Sunday, June 24, 2007

2007 NHL entry draft
Thoughts on the draft weekend

Gee, where to begin?

You miss four days, you miss a lot, at least when we’re headed into the NHL’s free agency period. There weren’t as many big deals as I expected the past couple of days, but there were two of note, as any time a starting netminder makes a move, it shifts the landscape in the league (and especially so given they both moved from the Western Conference to the east).

I didn’t see much of the televised draft coverage outside of the first three or four picks from my hotel room in Montreal Friday night, but the slew of posts (soon to be added) below will offer up a few thoughts on what transpired on the trade/signings front.

As for the draft itself, well, I had the chance to chat with Tyler Dellow about it earlier this afternoon and here are a few of the things we touched on:

Cherepanov's slide
I was shocked to see Alexei Cherepanov fall that far. I mean, the kid led the world junior tournament in scoring and was named its top forward at 17 years old. He broke Pavel Bure’s rookie record in the Russian elite league this season with 18 goals. Russian transfer deal or not, he’s going to be an NHL star, and the Rangers got another mid-first round steal at 17th.

The lack of Russians
Speaking of the Russian transfer deal, hockey pundits are going to all be pointing to it as the reason so few players from the country were taken (nine overall, the lowest number since 1988), but talent coming out of Russia has been dwindling for years. As I said to Tyler, their development system is in tatters, and they just aren’t producing great players like they used to. Alex Ovechkin is an anomaly now.
• • • •
> [YOUR GOAL]
Answer these from the draft weekend post:
1. Where was the writer on Friday night during the televised draft coverage?
2. How many goals did Alexei Cherepanov score this season in the Russian elite league?
3. How many players from Russia were taken in the draft?
• • • •
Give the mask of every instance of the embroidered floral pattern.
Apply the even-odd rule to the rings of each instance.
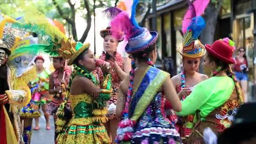
[[[219,132],[229,127],[240,107],[240,104],[235,100],[228,101],[221,107],[219,113],[215,115],[215,121],[219,124],[216,128],[219,128]]]
[[[164,103],[166,100],[161,93],[157,94],[141,117],[134,128],[132,143],[158,144],[162,140],[169,144],[181,143],[179,134],[166,117]]]
[[[99,57],[99,59],[109,62],[110,64],[110,66],[112,68],[112,69],[109,72],[109,73],[111,75],[112,78],[112,88],[113,89],[113,91],[111,95],[110,99],[107,101],[107,104],[109,105],[109,107],[112,104],[114,104],[116,105],[117,101],[117,90],[119,87],[119,85],[122,81],[122,80],[119,77],[117,72],[115,69],[114,62],[116,61],[122,69],[123,70],[124,68],[123,61],[121,54],[115,52],[114,55],[114,58],[111,57],[109,59],[107,60],[106,59],[107,54],[104,52],[103,52],[102,54]],[[102,83],[102,80],[104,80],[104,77],[103,73],[100,68],[97,67],[95,72],[98,75],[99,81],[101,82],[101,83]],[[115,116],[115,113],[109,113],[107,115],[107,116],[109,120],[112,120],[114,118]]]

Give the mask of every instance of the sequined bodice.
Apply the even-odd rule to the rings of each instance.
[[[74,118],[92,117],[93,98],[86,94],[69,95],[71,107]]]
[[[161,93],[156,94],[151,103],[140,117],[135,127],[135,131],[144,127],[159,126],[169,128],[171,122],[166,118],[164,111],[165,99]]]

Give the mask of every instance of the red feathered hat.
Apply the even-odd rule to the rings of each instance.
[[[206,51],[213,56],[228,64],[235,61],[232,57],[235,50],[235,43],[227,38],[216,41],[212,45],[205,45]]]
[[[40,59],[40,60],[41,60],[43,61],[43,62],[45,62],[45,59],[44,59],[43,57],[43,56],[37,56],[37,57],[35,59],[35,61],[34,61],[35,63],[35,62],[37,61],[37,60],[38,60],[38,59]]]

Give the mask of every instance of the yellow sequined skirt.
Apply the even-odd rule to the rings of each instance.
[[[57,144],[110,144],[104,125],[101,123],[87,125],[72,125],[58,136]]]

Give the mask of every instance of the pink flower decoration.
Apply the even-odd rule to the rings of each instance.
[[[141,141],[141,144],[149,144],[149,140],[147,139],[144,139]]]
[[[174,139],[171,139],[169,140],[169,141],[168,142],[168,144],[176,144],[176,142],[174,141]]]
[[[225,37],[224,38],[224,39],[222,39],[222,40],[223,40],[225,43],[228,44],[229,45],[229,39],[227,38],[227,37]]]

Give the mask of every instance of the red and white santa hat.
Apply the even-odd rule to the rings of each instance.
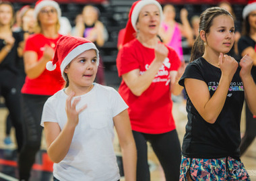
[[[137,32],[136,23],[139,12],[144,6],[151,4],[155,5],[158,7],[162,21],[163,18],[162,8],[161,5],[156,0],[140,0],[134,2],[131,5],[130,12],[129,13],[129,19],[125,27],[125,34],[123,45],[135,38],[134,34]]]
[[[65,79],[64,70],[66,66],[78,55],[91,49],[96,51],[96,62],[98,66],[99,52],[94,43],[82,37],[63,36],[57,42],[53,60],[47,62],[46,69],[50,71],[54,70],[57,62],[59,62],[62,76]]]
[[[248,5],[243,10],[243,18],[245,19],[247,15],[254,10],[256,10],[256,0],[249,0]]]
[[[36,3],[36,5],[34,9],[34,17],[36,19],[37,16],[42,9],[42,8],[46,6],[52,6],[56,9],[57,12],[58,13],[59,18],[61,16],[61,10],[59,7],[59,5],[55,1],[52,0],[39,0]]]

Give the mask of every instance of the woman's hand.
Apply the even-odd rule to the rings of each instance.
[[[234,58],[226,54],[223,55],[222,53],[220,54],[219,60],[222,74],[232,79],[238,66],[238,62]]]
[[[75,93],[71,92],[67,97],[66,100],[65,111],[67,117],[67,122],[75,127],[78,124],[79,114],[87,107],[87,105],[85,105],[79,109],[76,110],[76,105],[80,101],[81,97],[75,98],[72,103],[71,100],[74,96]]]
[[[251,76],[251,70],[253,67],[253,60],[248,54],[244,56],[240,61],[239,66],[241,67],[240,76],[241,78]]]

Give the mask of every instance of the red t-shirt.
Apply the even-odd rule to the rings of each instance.
[[[117,48],[119,48],[119,46],[123,44],[123,38],[125,38],[125,27],[120,29],[118,34]]]
[[[159,134],[175,129],[168,76],[170,71],[179,69],[181,60],[172,48],[166,47],[169,50],[168,58],[150,87],[141,96],[133,95],[123,80],[121,83],[119,92],[129,105],[128,112],[134,131]],[[142,74],[154,58],[154,49],[143,46],[135,39],[126,44],[118,54],[117,66],[119,75],[121,76],[135,69],[139,69]]]
[[[36,52],[38,61],[43,55],[44,46],[47,44],[55,49],[57,42],[61,37],[61,35],[59,35],[58,38],[51,39],[44,37],[41,34],[32,35],[26,42],[24,52]],[[64,83],[59,64],[57,63],[53,71],[49,71],[45,68],[44,72],[36,78],[31,79],[26,76],[22,93],[37,95],[53,95],[63,87]]]

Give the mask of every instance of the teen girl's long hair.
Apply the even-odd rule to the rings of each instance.
[[[230,13],[228,13],[228,11],[218,7],[212,7],[207,8],[201,14],[199,29],[199,34],[195,39],[195,43],[193,45],[191,56],[189,61],[190,62],[202,56],[204,53],[205,45],[203,41],[201,39],[200,32],[203,30],[205,32],[205,35],[208,34],[214,18],[217,16],[222,15],[230,15],[233,19],[233,17]]]

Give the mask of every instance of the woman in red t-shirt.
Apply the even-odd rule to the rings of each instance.
[[[164,169],[166,180],[178,180],[181,145],[170,96],[171,93],[179,95],[182,90],[177,84],[183,72],[183,68],[178,71],[181,60],[175,51],[158,38],[162,18],[159,3],[137,1],[133,4],[129,17],[117,66],[123,78],[119,93],[129,107],[137,149],[137,180],[150,179],[148,141]]]
[[[61,37],[60,7],[55,1],[38,1],[34,11],[37,23],[35,34],[26,40],[24,60],[26,73],[22,88],[23,97],[24,144],[19,158],[20,179],[28,180],[31,168],[41,143],[41,121],[43,105],[47,99],[63,86],[59,65],[53,72],[46,69],[52,59],[57,42]]]

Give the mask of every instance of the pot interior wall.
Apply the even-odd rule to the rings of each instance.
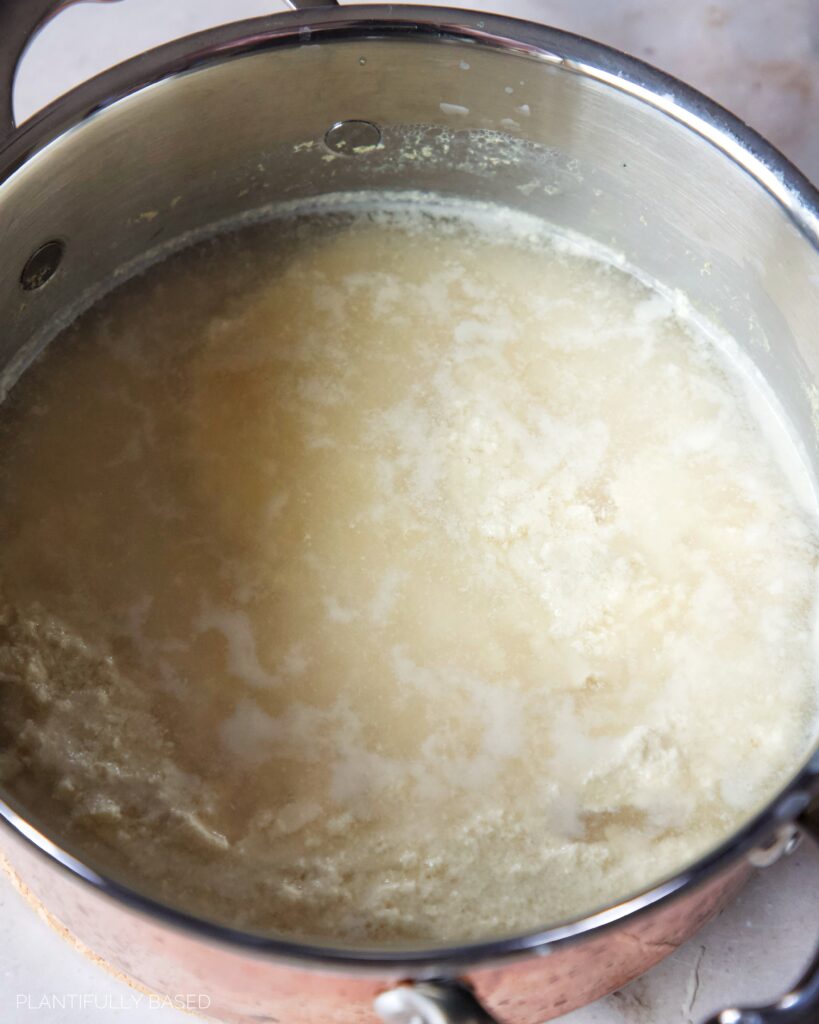
[[[258,45],[258,44],[257,44]],[[340,155],[345,119],[381,144]],[[278,200],[372,187],[504,203],[686,293],[782,397],[814,468],[819,252],[782,206],[677,121],[557,59],[440,37],[257,48],[98,110],[0,186],[0,368],[154,247]],[[20,270],[49,239],[62,265]]]

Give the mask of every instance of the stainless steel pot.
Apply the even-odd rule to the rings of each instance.
[[[543,216],[681,289],[746,347],[819,468],[819,196],[704,97],[524,22],[292,0],[301,11],[142,54],[15,128],[19,55],[67,2],[0,0],[6,384],[98,283],[158,247],[273,201],[431,189]],[[819,753],[729,842],[631,899],[534,934],[400,953],[309,948],[193,920],[96,873],[19,809],[0,809],[14,869],[59,923],[149,988],[200,993],[223,1020],[486,1024],[491,1012],[537,1024],[651,967],[752,865],[801,830],[819,834],[817,794]],[[776,1007],[715,1020],[815,1024],[819,958]]]

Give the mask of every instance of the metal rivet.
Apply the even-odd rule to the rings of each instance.
[[[748,853],[748,860],[755,867],[770,867],[783,854],[792,853],[800,842],[800,829],[792,821],[780,825],[776,833]]]
[[[62,262],[66,245],[57,239],[46,242],[31,254],[19,275],[19,283],[25,291],[34,292],[50,281]]]
[[[372,121],[337,121],[325,133],[325,144],[334,153],[352,157],[381,141],[381,129]]]

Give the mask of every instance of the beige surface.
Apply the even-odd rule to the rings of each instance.
[[[646,56],[732,104],[736,113],[780,139],[788,153],[819,180],[817,145],[819,89],[816,76],[817,5],[813,0],[576,0],[560,6],[549,0],[451,0],[454,5],[491,6],[543,17],[554,24]],[[125,0],[67,12],[33,48],[24,69],[20,102],[38,102],[117,59],[175,34],[231,16],[264,13],[268,0]],[[714,10],[727,13],[719,31],[709,28]],[[812,24],[813,23],[813,24]],[[693,31],[682,31],[692,26]],[[753,68],[774,61],[773,73]],[[785,69],[808,66],[812,84],[794,97]],[[767,111],[763,120],[762,112]],[[578,1011],[571,1024],[691,1024],[706,1012],[744,996],[768,999],[793,977],[816,939],[819,914],[819,856],[804,849],[795,858],[762,874],[737,904],[688,947],[622,993]],[[177,1024],[173,1011],[146,1014],[127,1001],[127,989],[86,965],[34,915],[0,880],[0,999],[3,1019],[14,1024],[56,1019],[57,1011],[17,1007],[18,993],[77,993],[98,998],[93,1007],[62,1012],[67,1024]]]
[[[479,938],[795,769],[815,511],[670,302],[520,215],[379,209],[148,271],[12,391],[0,772],[208,915]]]

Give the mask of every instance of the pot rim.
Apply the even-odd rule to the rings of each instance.
[[[484,46],[584,75],[683,124],[741,167],[771,195],[819,253],[819,191],[782,154],[734,115],[650,65],[572,33],[476,11],[415,5],[361,4],[291,11],[232,23],[148,50],[95,76],[26,121],[0,148],[0,194],[51,142],[103,109],[144,88],[232,57],[278,46],[374,39],[428,39]],[[160,923],[234,951],[256,952],[300,967],[427,976],[509,957],[545,955],[649,911],[684,890],[730,869],[793,822],[819,795],[819,751],[750,821],[693,864],[650,888],[583,918],[517,935],[410,949],[345,948],[273,938],[217,924],[150,899],[97,872],[0,799],[0,821],[48,861],[96,892]]]

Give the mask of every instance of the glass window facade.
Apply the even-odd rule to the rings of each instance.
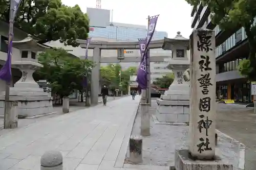
[[[216,73],[219,74],[223,72],[237,70],[240,61],[244,60],[245,58],[245,57],[238,58],[234,60],[218,64],[217,65]]]
[[[138,38],[145,38],[147,29],[119,26],[108,26],[106,28],[94,28],[89,33],[90,37],[116,39],[120,41],[137,41]],[[156,31],[152,40],[162,39],[167,36],[167,32]]]
[[[216,58],[221,55],[226,51],[234,47],[237,44],[247,38],[244,30],[242,28],[230,36],[226,41],[216,47]]]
• • • •
> [ANSWER IN FULL]
1. In a hotel room in Montreal.
2. 18 goals.
3. Nine, the lowest number since 1988.